:: About this exercise ::
Copy the passage on generative AI and internet search word for word, beginning at the words "How generative AI" and ending after the words "awkward teenage years.".

:: Text block ::
🤖 Science & Emerging Tech

How generative AI could change internet search as we know it

Monday, Oct 23, 2023

Image: tete_escape/Shutterstock

Searching the internet could look much different for Gen X and Gen Alpha than it did for millennials in their awkward teenage years.

The Washington Post reported on Friday that Reddit is in discussions with top generative AI companies like OpenAI about being paid for its data. If a deal can’t be reached, the site is considering blocking search crawlers from Google and Bing. This would prevent Reddit from being discovered in searches and reduce the number of visitors to the site, effectively ending the days of people adding “site:reddit.com” to every search query.

  • Reddit isn’t alone in this strategy. More than 535 news organizations have already opted to block their content from being scraped by products like ChatGPT without payment.

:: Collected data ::
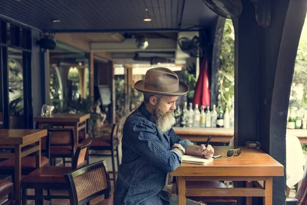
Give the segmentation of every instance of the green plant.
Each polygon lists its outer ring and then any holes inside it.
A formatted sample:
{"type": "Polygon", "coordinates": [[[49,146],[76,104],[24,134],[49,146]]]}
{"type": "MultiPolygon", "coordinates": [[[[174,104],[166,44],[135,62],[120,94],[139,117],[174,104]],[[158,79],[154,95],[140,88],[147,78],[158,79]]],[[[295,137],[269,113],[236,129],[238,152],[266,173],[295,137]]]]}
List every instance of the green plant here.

:: Response box ::
How generative AI could change internet search as we know it

Monday, Oct 23, 2023

Image: tete_escape/Shutterstock

Searching the internet could look much different for Gen X and Gen Alpha than it did for millennials in their awkward teenage years.